[BEGIN]

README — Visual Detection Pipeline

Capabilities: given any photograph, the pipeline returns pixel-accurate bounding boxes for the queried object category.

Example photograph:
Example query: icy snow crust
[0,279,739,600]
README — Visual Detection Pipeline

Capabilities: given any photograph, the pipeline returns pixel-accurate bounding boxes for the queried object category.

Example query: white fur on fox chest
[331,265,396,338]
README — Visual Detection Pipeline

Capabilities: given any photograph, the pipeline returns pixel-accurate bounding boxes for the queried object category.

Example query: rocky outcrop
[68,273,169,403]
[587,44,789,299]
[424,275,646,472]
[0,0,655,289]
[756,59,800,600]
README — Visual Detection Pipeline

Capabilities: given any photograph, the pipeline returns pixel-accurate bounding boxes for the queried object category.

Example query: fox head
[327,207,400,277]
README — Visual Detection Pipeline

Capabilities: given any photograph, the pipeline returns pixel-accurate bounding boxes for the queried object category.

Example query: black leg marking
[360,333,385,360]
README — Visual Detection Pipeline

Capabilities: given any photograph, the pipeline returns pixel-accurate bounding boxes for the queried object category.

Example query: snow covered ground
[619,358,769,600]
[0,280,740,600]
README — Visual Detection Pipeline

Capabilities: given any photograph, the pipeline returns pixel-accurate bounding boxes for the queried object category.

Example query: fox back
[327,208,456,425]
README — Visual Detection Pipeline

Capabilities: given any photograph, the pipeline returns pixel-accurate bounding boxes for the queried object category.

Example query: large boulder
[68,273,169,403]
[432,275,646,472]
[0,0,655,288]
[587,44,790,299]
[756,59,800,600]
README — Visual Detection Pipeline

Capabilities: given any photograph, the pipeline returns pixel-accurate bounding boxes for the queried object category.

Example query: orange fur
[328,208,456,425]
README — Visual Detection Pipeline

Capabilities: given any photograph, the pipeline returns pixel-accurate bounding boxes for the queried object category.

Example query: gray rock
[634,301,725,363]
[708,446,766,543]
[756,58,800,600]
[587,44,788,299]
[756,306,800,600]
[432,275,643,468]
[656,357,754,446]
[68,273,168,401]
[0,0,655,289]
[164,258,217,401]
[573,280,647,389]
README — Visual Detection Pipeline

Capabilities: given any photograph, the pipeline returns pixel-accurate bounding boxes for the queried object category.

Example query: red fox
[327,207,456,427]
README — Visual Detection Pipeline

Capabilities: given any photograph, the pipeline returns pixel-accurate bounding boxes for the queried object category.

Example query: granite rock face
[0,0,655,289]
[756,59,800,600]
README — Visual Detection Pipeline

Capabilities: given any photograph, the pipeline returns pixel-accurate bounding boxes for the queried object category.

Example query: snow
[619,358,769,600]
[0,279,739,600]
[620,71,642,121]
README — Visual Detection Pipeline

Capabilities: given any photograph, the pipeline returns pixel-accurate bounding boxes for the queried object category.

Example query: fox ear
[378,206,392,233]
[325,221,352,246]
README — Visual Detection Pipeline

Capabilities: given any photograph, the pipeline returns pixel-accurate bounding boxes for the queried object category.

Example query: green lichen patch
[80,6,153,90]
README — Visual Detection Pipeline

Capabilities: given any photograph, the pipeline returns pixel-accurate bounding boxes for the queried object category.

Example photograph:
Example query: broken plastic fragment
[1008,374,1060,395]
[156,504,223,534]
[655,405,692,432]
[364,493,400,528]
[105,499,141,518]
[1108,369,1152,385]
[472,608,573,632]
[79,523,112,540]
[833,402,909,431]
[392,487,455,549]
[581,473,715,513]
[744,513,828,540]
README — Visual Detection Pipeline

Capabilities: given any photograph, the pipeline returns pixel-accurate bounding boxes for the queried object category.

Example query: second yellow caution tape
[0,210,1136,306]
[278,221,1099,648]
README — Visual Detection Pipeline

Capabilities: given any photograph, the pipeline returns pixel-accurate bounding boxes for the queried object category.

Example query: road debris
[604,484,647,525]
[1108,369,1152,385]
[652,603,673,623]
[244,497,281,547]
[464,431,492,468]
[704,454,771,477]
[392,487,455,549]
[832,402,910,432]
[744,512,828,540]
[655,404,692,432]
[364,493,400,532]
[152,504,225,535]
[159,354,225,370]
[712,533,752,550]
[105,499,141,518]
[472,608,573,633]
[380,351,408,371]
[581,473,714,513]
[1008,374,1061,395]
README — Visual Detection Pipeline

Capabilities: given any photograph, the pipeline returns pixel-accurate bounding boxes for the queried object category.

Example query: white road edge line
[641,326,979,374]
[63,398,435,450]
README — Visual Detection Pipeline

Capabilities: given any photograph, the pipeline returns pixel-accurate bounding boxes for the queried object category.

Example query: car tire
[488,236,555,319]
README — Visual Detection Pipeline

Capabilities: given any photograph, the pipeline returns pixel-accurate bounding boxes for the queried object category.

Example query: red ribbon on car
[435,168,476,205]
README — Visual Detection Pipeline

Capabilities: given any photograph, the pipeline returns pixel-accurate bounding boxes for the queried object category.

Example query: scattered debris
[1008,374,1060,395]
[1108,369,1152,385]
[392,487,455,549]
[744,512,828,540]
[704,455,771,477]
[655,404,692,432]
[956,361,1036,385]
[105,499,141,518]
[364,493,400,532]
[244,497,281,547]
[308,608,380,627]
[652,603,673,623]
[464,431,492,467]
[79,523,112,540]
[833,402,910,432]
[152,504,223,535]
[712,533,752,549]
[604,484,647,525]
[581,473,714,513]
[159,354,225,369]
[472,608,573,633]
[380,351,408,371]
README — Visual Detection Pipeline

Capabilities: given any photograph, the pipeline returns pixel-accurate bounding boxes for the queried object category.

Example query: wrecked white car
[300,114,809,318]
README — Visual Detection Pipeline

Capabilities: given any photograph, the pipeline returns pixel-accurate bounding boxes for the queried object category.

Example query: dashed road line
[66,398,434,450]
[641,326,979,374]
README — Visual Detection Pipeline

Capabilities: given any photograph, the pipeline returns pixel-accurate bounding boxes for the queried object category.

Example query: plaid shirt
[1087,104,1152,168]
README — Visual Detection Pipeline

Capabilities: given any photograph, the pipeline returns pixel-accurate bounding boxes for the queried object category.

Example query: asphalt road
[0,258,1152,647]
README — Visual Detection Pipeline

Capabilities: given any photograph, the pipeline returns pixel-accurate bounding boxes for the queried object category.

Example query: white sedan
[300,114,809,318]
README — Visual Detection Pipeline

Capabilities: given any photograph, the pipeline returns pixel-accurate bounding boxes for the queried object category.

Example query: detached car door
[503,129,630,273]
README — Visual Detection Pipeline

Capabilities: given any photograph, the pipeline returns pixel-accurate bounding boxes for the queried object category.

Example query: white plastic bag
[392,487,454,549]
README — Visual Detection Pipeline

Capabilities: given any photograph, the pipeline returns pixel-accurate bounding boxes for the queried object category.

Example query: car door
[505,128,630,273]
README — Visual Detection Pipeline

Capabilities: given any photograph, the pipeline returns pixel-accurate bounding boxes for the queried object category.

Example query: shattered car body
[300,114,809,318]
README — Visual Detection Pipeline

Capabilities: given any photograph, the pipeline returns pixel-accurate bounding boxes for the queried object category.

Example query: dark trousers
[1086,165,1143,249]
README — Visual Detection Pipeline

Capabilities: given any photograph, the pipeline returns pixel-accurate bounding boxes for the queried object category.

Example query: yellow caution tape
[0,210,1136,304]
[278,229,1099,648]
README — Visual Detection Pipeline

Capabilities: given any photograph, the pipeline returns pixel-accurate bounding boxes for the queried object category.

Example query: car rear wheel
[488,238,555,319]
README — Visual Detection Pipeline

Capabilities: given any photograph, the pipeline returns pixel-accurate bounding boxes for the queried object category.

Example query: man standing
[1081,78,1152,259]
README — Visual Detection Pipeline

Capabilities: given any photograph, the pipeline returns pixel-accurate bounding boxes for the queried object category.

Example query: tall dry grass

[END]

Convert every line of the records above into a Markdown table with the columns Row and Line. Number the rows in order and skip blank lines.

| Row | Line |
|---|---|
| 1 | README — Visual Detection Pipeline |
| 2 | Capabilities: given any photograph, the pipeline returns pixel-accurate bounding boxes for the queried object category. |
| 3 | Example photograph: |
| 4 | Example query: icy snow crust |
| 5 | [0,279,739,600] |
| 6 | README — Visual Detection Pipeline |
| 7 | Capabilities: given any photograph, the pipeline returns pixel-accurate bounding boxes for the queried object category. |
| 8 | Example query: white fur on fox chest |
| 9 | [331,265,396,338] |
| 10 | README — Visual Detection Pipeline |
| 11 | Capabilities: given any photograph, the pipeline returns pixel-accurate bounding boxes for the queried object category. |
| 12 | Example query: rocky outcrop |
| 13 | [68,273,169,403] |
| 14 | [587,44,789,299] |
| 15 | [424,275,646,472] |
| 16 | [0,0,655,289] |
| 17 | [756,59,800,600] |
| 18 | README — Visual Detection Pipeline |
| 19 | Capabilities: given any photograph, the pipeline returns pixel-accurate bounding boxes for the queried object category. |
| 20 | Example query: fox head |
| 21 | [327,207,400,277] |
| 22 | README — Visual Detection Pipeline |
| 23 | Capabilities: given any photograph, the pipeline returns pixel-accurate bounding boxes for the queried object category. |
| 24 | Example query: black leg marking |
| 25 | [360,333,385,360] |
| 26 | README — Visual Detection Pipeline |
| 27 | Capabilities: given any photograph, the pipeline returns pixel-accurate bounding boxes for the queried object category. |
| 28 | Example query: snow covered ground |
| 29 | [619,358,769,600] |
| 30 | [0,280,740,600] |
| 31 | README — Visual Detection Pipeline |
| 32 | Capabilities: given any photograph, the pipeline returns pixel-accurate bounding boxes for the queried object category. |
| 33 | Example query: fox back |
| 34 | [327,208,456,425] |
| 35 | README — Visual Detection Pipeline |
| 36 | Capabilities: given any photograph, the pipeline returns pixel-accurate bounding boxes for the queried object category. |
| 37 | Example query: large boulder |
| 38 | [68,273,169,403] |
| 39 | [432,275,646,472] |
| 40 | [0,0,655,288] |
| 41 | [587,44,790,299] |
| 42 | [756,59,800,600] |
| 43 | README — Visual Detection Pipeline |
| 44 | Capabilities: given any photograph, the pipeline returns pixel-accurate bounding boxes for the queried object category. |
| 45 | Example query: orange fur |
| 46 | [328,208,456,425] |
| 47 | README — Visual Detection Pipeline |
| 48 | Capabilities: given any photograph, the pipeline returns pixel-accurate bounding boxes for the queried object category. |
| 49 | Example query: gray rock |
| 50 | [634,301,725,363] |
| 51 | [708,446,766,543] |
| 52 | [756,58,800,600] |
| 53 | [587,44,788,299] |
| 54 | [756,306,800,600] |
| 55 | [432,275,643,468] |
| 56 | [656,357,754,446] |
| 57 | [68,273,168,401] |
| 58 | [0,0,655,289] |
| 59 | [164,258,217,401] |
| 60 | [573,280,647,389] |
| 61 | README — Visual Detection Pipeline |
| 62 | Capabilities: given any photograph, the pipeline returns pixel-accurate bounding boxes for the queried object category. |
| 63 | Example query: red fox |
| 64 | [327,207,456,427] |
| 65 | README — Visual Detection Pipeline |
| 66 | Capabilities: given any photograph, the pipeline returns pixel-accurate bounding boxes for the queried object category. |
| 67 | Example query: granite rock face |
| 68 | [0,0,655,289] |
| 69 | [756,59,800,600] |
| 70 | README — Visual Detection Pipeline |
| 71 | Capabilities: given any photograph, the pipeline returns pixel-accurate bounding boxes for the queried object category. |
| 72 | Example query: snow |
| 73 | [619,358,769,600] |
| 74 | [0,279,739,600] |
| 75 | [620,71,642,121] |
| 76 | README — Visual Detection Pipeline |
| 77 | Capabilities: given any photograph, the pipeline returns pixel-accurate bounding boxes for the queried object category. |
| 78 | Example query: fox ear |
| 79 | [378,206,392,233] |
| 80 | [325,221,352,246] |
| 81 | README — Visual Detection Pipeline |
| 82 | Capabilities: given any photograph, the pipeline returns pixel-accurate bounding boxes for the queried object category. |
| 83 | Example query: green lichen patch |
| 84 | [80,6,153,90] |
| 85 | README — Visual Detection Pipeline |
| 86 | Capabilities: given any photograph, the pipeline returns pixel-accurate bounding boxes for the queried object category. |
| 87 | Example photograph: |
| 88 | Example query: broken plastic fragment |
| 89 | [1008,374,1060,395] |
| 90 | [156,504,223,534] |
| 91 | [655,405,692,432] |
| 92 | [364,493,400,528] |
| 93 | [105,499,141,518] |
| 94 | [1108,369,1152,385] |
| 95 | [472,608,573,632] |
| 96 | [79,523,112,540] |
| 97 | [833,402,909,431] |
| 98 | [392,487,455,549] |
| 99 | [581,473,715,513] |
| 100 | [744,513,828,540] |
| 101 | README — Visual Detection Pipeline |
| 102 | Capabilities: given any photograph, the pipeline returns pixel-accurate bounding boxes for the queried object category. |
| 103 | Example query: second yellow caution tape |
| 104 | [0,210,1136,306] |
| 105 | [278,221,1099,648] |
| 106 | README — Visual Detection Pipeline |
| 107 | Capabilities: given any photograph, the pipeline returns pixel-accurate bounding boxes for the queried object category. |
| 108 | Example query: road debris |
| 109 | [604,484,647,525] |
| 110 | [1108,369,1152,385] |
| 111 | [652,603,673,623] |
| 112 | [244,497,281,547] |
| 113 | [464,431,492,468] |
| 114 | [704,454,771,477] |
| 115 | [392,487,455,549] |
| 116 | [832,402,910,432] |
| 117 | [744,512,828,540] |
| 118 | [655,404,692,432] |
| 119 | [364,493,400,532] |
| 120 | [152,504,225,535] |
| 121 | [159,354,225,370] |
| 122 | [712,533,752,550] |
| 123 | [105,499,141,518] |
| 124 | [472,608,573,633] |
| 125 | [380,351,408,371] |
| 126 | [581,473,714,513] |
| 127 | [1008,374,1061,395] |
| 128 | README — Visual Detection Pipeline |
| 129 | Capabilities: given any photograph, the pipeline returns pixel-accurate bounding boxes for the queried object category. |
| 130 | Example query: white road edge line |
| 131 | [641,326,979,374] |
| 132 | [63,398,435,450] |
| 133 | README — Visual Detection Pipeline |
| 134 | Capabilities: given any photograph, the pipeline returns pixel-accurate bounding boxes for the queried object category. |
| 135 | Example query: car tire |
| 136 | [488,236,555,319] |
| 137 | README — Visual Detection Pipeline |
| 138 | Capabilities: given any photograph, the pipeline returns pixel-accurate bounding boxes for the queried object category. |
| 139 | Example query: red ribbon on car |
| 140 | [435,168,476,205] |
| 141 | README — Visual Detection Pipeline |
| 142 | Capabilities: given any photograph, the pipeline returns pixel-accurate bounding boxes for the queried object category. |
| 143 | Example query: scattered debris |
| 144 | [1008,374,1060,395] |
| 145 | [1108,369,1152,385] |
| 146 | [392,487,455,549] |
| 147 | [744,512,828,540] |
| 148 | [704,455,771,477] |
| 149 | [655,404,692,432] |
| 150 | [956,361,1036,385] |
| 151 | [105,499,141,518] |
| 152 | [364,493,400,532] |
| 153 | [244,497,281,547] |
| 154 | [308,608,380,627] |
| 155 | [652,603,673,623] |
| 156 | [464,431,492,467] |
| 157 | [79,523,112,540] |
| 158 | [833,402,910,432] |
| 159 | [152,504,223,535] |
| 160 | [712,533,752,549] |
| 161 | [604,484,647,525] |
| 162 | [581,473,714,513] |
| 163 | [159,354,225,369] |
| 164 | [472,608,573,633] |
| 165 | [380,351,408,371] |
| 166 | README — Visual Detection Pipeline |
| 167 | Capabilities: given any photograph, the pipeline returns pixel-accurate bounding boxes for the queried object category. |
| 168 | Example query: wrecked white car |
| 169 | [300,114,809,318] |
| 170 | README — Visual Detection Pipeline |
| 171 | Capabilities: given any photograph, the pipeline returns pixel-accurate bounding boxes for the queried object category. |
| 172 | Example query: dashed road line |
| 173 | [66,398,434,450] |
| 174 | [641,326,979,374] |
| 175 | README — Visual Detection Pipeline |
| 176 | Capabilities: given any photograph, the pipeline returns pixel-accurate bounding boxes for the queried object category. |
| 177 | Example query: plaid shirt |
| 178 | [1087,104,1152,168] |
| 179 | README — Visual Detection Pipeline |
| 180 | Capabilities: given any photograph, the pipeline returns pixel-accurate bounding boxes for the queried object category. |
| 181 | Example query: asphalt road |
| 182 | [0,258,1152,647] |
| 183 | README — Visual Detection Pipeline |
| 184 | Capabilities: given any photograph, the pipeline returns pixel-accurate bounding boxes for the queried object category. |
| 185 | Example query: white sedan |
| 186 | [300,114,809,318] |
| 187 | README — Visual Detection Pipeline |
| 188 | Capabilities: given any photograph, the pipeline returns pixel-accurate bounding boxes for the queried object category. |
| 189 | Example query: detached car door |
| 190 | [503,129,630,273] |
| 191 | README — Visual Detection Pipeline |
| 192 | Capabilities: given any photograph, the pipeline returns pixel-accurate bounding boxes for the queried object category. |
| 193 | Example query: white plastic bag |
| 194 | [392,487,454,549] |
| 195 | README — Visual Detection Pipeline |
| 196 | Capabilities: given any photograph, the pipeline returns pixel-accurate bounding boxes for the queried object category. |
| 197 | Example query: car door |
| 198 | [505,128,630,273] |
| 199 | README — Visual Detection Pipeline |
| 200 | Capabilities: given any photograph, the pipeline returns pixel-accurate bounding boxes for the queried object category. |
| 201 | Example query: shattered car body |
| 202 | [300,114,809,318] |
| 203 | README — Visual Detection Pipeline |
| 204 | Capabilities: given any photograph, the pipeline returns pixel-accurate bounding boxes for the queried object category. |
| 205 | Example query: dark trousers |
| 206 | [1086,165,1143,249] |
| 207 | README — Visual Detection Pipeline |
| 208 | Capabilities: given any photograph, the pipeline returns pixel-accurate bounding boxes for the queried object category. |
| 209 | Example query: yellow caution tape |
| 210 | [0,210,1136,304] |
| 211 | [278,229,1099,648] |
| 212 | README — Visual Detection Pipeline |
| 213 | Capabilities: given any photograph, the pipeline returns pixel-accurate bounding boxes for the queried object category. |
| 214 | Example query: car rear wheel |
| 215 | [488,238,555,319] |
| 216 | README — Visual Detection Pipeline |
| 217 | Capabilities: given any photograph, the pipeline returns pixel-accurate bounding boxes for the queried object category. |
| 218 | Example query: man standing |
| 219 | [1081,78,1152,259] |
| 220 | README — Visual Detection Pipeline |
| 221 | Capabilities: given any photograph, the pipeline returns pixel-accurate bounding boxes for the queried object category. |
| 222 | Example query: tall dry grass |